- Extrait à lire:
=====

Atom Egoyan 4 films

 

Ma fin d’année 2020 a entre autres été marquée par ma découverte des films d’Atom Egoyan, et plus particulièrement par ceux des années 90. Son nom, dans mon esprit, était jusque-là surtout synonyme de la déchéance critique qu’il a vécue ensuite ; je n’étais par ailleurs pas au fait de la première période de sa carrière, portée semble-t-il sur l’image vidéo, dans un style plus froid et plus distant.

=====

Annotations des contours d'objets
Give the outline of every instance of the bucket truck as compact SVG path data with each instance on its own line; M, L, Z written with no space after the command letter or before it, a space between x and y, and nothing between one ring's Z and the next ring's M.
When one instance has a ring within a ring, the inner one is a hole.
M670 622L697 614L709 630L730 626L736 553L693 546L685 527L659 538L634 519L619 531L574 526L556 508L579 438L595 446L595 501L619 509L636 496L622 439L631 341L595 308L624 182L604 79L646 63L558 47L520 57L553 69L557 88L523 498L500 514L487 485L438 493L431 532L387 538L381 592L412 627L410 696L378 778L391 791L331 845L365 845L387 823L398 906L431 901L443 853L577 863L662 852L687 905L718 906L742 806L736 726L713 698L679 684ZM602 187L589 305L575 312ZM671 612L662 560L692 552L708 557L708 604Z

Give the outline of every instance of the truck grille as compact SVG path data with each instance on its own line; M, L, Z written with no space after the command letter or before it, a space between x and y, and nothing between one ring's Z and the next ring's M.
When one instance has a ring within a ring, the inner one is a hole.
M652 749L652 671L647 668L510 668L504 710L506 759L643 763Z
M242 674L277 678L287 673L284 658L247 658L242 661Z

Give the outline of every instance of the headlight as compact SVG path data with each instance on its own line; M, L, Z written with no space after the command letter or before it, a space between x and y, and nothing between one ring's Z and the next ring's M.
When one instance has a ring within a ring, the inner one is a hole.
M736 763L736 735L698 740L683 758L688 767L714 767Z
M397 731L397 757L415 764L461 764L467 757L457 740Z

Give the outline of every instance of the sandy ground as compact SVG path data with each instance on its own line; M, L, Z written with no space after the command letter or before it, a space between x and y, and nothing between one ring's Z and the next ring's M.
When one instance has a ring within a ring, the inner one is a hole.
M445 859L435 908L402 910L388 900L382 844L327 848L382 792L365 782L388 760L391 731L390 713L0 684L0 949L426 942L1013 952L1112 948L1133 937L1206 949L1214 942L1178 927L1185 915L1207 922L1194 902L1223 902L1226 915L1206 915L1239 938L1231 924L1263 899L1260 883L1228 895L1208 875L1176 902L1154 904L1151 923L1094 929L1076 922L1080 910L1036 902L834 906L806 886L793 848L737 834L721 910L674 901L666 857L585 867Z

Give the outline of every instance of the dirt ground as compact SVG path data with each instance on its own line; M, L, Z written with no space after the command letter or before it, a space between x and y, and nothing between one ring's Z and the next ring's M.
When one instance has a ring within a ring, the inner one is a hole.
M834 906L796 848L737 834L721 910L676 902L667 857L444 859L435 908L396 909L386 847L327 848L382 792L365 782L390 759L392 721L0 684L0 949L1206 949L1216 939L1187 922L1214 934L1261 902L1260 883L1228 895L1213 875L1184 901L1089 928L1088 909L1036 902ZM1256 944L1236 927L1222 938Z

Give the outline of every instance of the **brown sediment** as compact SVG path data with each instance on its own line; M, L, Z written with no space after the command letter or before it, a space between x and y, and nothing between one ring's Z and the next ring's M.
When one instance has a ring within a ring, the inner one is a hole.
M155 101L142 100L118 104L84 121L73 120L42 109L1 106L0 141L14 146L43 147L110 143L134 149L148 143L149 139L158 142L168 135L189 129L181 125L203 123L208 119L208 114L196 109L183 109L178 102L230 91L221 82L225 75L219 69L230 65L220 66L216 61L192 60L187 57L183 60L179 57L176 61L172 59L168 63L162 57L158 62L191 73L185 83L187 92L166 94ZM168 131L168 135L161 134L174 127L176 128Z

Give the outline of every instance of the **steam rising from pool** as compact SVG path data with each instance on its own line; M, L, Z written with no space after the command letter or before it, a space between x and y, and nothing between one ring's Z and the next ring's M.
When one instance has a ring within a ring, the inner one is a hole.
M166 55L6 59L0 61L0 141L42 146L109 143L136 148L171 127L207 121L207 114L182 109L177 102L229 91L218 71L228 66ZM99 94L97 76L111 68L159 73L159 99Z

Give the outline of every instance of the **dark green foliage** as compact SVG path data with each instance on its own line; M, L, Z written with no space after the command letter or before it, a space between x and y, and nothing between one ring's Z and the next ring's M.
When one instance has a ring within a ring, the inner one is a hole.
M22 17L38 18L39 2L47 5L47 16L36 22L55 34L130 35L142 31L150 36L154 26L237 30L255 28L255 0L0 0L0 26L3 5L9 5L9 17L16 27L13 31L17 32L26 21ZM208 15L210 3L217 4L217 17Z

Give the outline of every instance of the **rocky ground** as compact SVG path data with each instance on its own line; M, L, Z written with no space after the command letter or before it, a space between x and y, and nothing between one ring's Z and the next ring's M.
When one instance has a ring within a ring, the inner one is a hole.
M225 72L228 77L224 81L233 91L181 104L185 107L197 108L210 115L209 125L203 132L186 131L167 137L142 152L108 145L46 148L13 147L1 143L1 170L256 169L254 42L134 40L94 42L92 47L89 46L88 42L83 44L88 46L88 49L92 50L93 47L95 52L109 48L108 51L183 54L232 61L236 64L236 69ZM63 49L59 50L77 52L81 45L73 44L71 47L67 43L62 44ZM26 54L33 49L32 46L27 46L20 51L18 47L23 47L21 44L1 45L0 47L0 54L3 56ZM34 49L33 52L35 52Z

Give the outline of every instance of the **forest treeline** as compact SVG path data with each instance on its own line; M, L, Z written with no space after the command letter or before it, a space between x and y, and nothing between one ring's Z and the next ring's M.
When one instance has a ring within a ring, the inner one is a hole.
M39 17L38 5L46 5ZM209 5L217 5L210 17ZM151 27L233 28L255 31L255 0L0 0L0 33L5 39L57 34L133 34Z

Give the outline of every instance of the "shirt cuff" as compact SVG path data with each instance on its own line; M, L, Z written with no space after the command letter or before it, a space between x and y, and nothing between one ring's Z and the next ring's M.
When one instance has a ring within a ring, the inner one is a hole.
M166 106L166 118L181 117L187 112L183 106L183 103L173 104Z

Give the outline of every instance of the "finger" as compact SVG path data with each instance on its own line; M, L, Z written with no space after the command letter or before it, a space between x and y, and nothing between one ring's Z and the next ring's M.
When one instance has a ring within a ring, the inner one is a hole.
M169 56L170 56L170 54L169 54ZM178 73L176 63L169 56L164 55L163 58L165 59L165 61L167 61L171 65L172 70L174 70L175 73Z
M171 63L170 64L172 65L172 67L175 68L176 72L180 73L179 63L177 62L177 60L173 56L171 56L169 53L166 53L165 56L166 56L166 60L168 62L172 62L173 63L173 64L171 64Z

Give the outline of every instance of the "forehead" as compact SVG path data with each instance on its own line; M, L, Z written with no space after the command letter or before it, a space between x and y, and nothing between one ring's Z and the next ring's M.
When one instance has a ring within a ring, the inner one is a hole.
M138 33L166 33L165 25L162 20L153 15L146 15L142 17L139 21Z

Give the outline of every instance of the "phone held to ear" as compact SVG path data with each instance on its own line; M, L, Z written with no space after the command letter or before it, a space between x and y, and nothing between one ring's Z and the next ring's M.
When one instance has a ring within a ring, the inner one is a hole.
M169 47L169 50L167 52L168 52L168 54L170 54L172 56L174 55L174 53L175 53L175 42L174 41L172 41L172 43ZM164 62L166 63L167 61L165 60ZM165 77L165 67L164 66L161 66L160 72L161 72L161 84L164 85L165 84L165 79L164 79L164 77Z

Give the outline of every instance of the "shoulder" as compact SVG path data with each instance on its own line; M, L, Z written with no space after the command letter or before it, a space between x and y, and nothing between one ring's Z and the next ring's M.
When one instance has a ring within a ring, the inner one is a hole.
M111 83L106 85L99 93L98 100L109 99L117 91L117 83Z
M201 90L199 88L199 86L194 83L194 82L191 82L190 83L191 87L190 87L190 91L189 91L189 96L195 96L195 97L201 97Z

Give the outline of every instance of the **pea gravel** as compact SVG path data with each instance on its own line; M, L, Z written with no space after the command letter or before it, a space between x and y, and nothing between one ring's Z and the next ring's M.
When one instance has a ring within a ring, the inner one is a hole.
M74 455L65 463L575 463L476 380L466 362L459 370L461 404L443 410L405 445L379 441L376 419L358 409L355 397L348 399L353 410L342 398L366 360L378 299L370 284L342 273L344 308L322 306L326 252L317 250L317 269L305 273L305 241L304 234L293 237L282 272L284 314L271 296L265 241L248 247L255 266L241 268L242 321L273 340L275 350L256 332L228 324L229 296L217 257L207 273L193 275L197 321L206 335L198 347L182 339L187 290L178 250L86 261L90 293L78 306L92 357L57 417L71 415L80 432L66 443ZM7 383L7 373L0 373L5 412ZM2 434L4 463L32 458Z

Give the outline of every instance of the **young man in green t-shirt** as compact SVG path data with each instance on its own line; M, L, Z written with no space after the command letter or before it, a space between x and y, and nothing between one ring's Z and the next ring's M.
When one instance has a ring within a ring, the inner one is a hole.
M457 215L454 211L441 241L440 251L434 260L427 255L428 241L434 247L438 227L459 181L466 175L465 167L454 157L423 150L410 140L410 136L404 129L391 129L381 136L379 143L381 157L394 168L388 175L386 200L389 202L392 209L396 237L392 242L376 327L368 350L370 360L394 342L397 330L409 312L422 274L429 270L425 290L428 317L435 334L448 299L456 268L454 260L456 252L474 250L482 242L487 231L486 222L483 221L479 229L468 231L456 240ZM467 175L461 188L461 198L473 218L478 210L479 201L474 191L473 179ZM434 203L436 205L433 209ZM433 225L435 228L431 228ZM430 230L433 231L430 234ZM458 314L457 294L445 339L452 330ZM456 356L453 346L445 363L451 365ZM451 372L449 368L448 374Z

=====

- Série d'exercices:
- 1) Réécrivez le passage du texte sur les films d'Atom Egoyan allant de « Ma fin d’année » jusqu'à « et plus distant. » inclus, en remplaçant « déchéance critique » par « disgrâce critique ».
- 2) Prolongez le texte sur la découverte des films d'Atom Egoyan au-delà de sa dernière phrase.

- Réponses rédigées:
- 1)
Ma fin d’année 2020 a entre autres été marquée par ma découverte des films d’Atom Egoyan, et plus particulièrement par ceux des années 90. Son nom, dans mon esprit, était jusque-là surtout synonyme de la disgrâce critique qu’il a vécue ensuite ; je n’étais par ailleurs pas au fait de la première période de sa carrière, portée semble-t-il sur l’image vidéo, dans un style plus froid et plus distant.

- 2)
Les années 90, pour Egoyan, semblent donc avoir été une sorte de point de transition, un carrefour entre le malaise et les expérimentations (ou tout du moins la radicalité) de ses films des années 80, et l’embourgeoisement ultérieur du style dans de plus grosses productions, plus traditionnelles et narratives. Sans pouvoir vérifier l’exactitude de ce tableau général, je dois bien remarquer que ce parcours se ressent dans les trois films des années 90 que j’ai vus (et tournés presque successivement) : The Adjuster (1991) est le film le plus proche d’une caricature de Lynch, le plus cryptique, très froid vis-à-vis de protagonistes qui fonctionnent d’abord comme autant des paraboles. De beaux lendemains (1997), à l’inverse, sur-dialogué et plus accessibles, semble parfois flirter avec un certain académisme… Au centre il y a l’éclatante réussite d’Exotica (1994) – et comme ce film a été mon premier contact avec ce cinéma, c’est par lui que je vais débuter.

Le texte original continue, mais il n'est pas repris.